++++ TASK MATERIAL ++++
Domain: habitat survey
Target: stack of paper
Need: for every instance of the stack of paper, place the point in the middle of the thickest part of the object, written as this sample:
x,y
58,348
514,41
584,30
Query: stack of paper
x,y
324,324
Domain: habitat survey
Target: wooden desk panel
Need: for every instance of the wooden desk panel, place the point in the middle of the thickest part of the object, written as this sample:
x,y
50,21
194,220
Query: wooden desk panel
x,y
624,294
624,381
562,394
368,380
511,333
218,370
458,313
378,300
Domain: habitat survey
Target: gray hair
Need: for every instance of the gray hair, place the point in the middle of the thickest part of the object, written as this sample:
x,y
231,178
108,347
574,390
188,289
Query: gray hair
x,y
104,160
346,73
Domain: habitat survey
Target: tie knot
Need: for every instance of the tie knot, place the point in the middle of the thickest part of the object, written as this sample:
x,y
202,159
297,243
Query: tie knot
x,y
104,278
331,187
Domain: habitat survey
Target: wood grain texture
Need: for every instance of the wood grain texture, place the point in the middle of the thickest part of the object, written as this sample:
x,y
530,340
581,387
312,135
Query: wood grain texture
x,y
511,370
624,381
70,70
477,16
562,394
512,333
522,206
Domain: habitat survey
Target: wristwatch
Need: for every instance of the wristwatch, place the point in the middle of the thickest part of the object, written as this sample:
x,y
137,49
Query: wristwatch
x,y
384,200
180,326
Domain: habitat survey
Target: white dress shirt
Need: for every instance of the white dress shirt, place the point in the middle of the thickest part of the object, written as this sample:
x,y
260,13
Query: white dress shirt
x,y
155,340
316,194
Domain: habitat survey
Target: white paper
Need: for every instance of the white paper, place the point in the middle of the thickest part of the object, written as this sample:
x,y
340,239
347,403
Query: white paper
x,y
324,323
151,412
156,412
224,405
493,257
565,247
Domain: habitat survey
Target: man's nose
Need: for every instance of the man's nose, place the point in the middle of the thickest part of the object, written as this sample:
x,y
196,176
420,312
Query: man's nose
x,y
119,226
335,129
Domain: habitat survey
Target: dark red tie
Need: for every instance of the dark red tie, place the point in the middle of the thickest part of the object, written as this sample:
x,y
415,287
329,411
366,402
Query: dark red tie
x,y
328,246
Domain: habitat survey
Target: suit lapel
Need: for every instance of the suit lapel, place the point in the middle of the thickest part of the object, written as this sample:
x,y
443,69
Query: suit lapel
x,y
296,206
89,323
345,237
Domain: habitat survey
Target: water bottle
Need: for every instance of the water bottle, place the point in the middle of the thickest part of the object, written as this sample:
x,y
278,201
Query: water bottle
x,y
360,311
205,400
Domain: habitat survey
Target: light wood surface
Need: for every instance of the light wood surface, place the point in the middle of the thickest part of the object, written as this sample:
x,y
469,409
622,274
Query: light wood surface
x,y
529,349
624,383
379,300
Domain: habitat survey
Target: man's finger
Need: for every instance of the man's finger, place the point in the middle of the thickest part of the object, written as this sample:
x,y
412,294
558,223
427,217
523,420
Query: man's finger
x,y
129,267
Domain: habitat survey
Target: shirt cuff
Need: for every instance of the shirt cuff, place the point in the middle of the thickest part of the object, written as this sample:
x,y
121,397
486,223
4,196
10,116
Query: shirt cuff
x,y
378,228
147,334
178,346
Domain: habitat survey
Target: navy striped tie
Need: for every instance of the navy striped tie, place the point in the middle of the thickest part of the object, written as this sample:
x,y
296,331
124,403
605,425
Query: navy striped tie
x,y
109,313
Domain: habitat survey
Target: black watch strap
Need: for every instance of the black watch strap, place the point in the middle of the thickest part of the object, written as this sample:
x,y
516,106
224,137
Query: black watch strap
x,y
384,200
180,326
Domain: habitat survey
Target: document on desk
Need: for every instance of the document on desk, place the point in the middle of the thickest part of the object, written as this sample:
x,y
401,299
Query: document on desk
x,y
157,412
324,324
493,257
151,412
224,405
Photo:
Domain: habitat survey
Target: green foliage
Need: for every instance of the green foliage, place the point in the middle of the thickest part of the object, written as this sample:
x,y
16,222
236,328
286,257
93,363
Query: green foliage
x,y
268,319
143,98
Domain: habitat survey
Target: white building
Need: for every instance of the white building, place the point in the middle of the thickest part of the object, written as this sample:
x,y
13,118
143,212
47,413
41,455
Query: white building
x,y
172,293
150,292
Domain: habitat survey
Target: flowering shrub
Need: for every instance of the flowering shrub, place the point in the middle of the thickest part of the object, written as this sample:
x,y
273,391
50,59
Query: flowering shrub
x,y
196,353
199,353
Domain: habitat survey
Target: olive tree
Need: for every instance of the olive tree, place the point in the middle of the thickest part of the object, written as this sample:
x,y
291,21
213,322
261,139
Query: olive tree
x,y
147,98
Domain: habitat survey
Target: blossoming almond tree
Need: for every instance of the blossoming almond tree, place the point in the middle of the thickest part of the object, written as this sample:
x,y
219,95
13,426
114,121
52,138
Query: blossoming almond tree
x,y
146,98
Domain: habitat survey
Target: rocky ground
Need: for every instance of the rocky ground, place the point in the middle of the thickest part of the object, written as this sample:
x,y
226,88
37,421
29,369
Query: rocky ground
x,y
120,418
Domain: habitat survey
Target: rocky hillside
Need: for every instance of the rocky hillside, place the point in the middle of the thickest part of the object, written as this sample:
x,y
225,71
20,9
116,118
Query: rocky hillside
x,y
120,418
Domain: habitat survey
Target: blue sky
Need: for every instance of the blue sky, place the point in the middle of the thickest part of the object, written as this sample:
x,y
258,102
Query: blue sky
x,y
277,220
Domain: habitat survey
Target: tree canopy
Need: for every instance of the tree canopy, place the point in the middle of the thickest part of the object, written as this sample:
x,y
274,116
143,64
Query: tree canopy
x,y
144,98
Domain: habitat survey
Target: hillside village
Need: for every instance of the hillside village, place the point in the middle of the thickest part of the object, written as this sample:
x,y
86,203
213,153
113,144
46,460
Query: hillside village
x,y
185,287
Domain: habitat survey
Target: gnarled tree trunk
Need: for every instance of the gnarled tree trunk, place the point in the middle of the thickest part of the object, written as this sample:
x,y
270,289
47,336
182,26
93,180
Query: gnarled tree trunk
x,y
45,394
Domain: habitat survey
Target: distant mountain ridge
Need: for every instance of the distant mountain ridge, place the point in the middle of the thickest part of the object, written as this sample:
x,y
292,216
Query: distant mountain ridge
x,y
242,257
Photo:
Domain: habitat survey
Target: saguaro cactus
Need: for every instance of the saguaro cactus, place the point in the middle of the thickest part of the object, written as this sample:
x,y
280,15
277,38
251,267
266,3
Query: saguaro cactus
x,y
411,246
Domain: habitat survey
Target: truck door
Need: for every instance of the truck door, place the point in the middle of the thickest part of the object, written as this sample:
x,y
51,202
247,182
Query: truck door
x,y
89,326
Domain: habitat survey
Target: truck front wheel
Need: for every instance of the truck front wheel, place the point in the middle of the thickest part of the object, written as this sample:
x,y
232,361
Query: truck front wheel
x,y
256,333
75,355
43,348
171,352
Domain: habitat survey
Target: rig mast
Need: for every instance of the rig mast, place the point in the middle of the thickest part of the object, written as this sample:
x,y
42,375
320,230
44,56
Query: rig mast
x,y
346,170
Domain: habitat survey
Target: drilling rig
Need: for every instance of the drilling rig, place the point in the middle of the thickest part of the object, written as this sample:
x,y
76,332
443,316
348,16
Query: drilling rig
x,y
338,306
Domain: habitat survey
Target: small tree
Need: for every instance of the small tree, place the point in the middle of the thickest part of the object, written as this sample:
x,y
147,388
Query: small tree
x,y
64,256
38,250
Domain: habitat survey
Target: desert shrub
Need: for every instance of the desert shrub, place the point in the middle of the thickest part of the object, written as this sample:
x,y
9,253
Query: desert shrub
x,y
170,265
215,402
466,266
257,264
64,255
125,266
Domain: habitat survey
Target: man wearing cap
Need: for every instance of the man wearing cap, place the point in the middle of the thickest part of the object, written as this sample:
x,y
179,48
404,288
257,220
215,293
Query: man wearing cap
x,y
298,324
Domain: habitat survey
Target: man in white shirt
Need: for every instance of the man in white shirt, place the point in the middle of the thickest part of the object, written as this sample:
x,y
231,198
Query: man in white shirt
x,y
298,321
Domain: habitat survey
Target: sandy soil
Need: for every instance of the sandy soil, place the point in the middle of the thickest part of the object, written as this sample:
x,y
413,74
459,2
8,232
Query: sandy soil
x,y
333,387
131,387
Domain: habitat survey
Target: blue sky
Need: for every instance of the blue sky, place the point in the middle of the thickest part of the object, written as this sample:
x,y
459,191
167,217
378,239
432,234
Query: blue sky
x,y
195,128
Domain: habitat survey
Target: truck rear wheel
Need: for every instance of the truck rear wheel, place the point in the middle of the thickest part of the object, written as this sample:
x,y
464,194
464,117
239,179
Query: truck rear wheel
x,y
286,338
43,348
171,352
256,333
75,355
++++
EXERCISE DIRECTIONS: Transcribe each line of the data above, unaltered, from the one where "Target: green foliage" appears to the one where "Target: blossoming almond tree" appears, inclusive of both.

RESULT:
Target: green foliage
Need: for every instance of the green foliage, place the point in the middle of the thickest part of the object, written as this sample:
x,y
16,222
236,328
286,257
93,363
Query: green foliage
x,y
268,319
143,98
Domain: habitat survey
Target: white building
Need: for every instance of the white building, place the point in the middle of the thickest part of the object, written as this sample:
x,y
13,118
143,212
47,413
41,455
Query: white building
x,y
172,293
150,292
Domain: habitat survey
Target: flowering shrub
Need: for every instance of the flowering shrub, place the point in the middle of the thickest part of the object, written as this sample:
x,y
273,391
50,59
Query: flowering shrub
x,y
196,353
199,353
Domain: habitat survey
Target: olive tree
Need: for every instance of the olive tree, place the point in the middle of the thickest part of the object, written as this sample:
x,y
291,21
213,322
261,139
Query: olive tree
x,y
147,98
Domain: habitat survey
Target: blossoming almond tree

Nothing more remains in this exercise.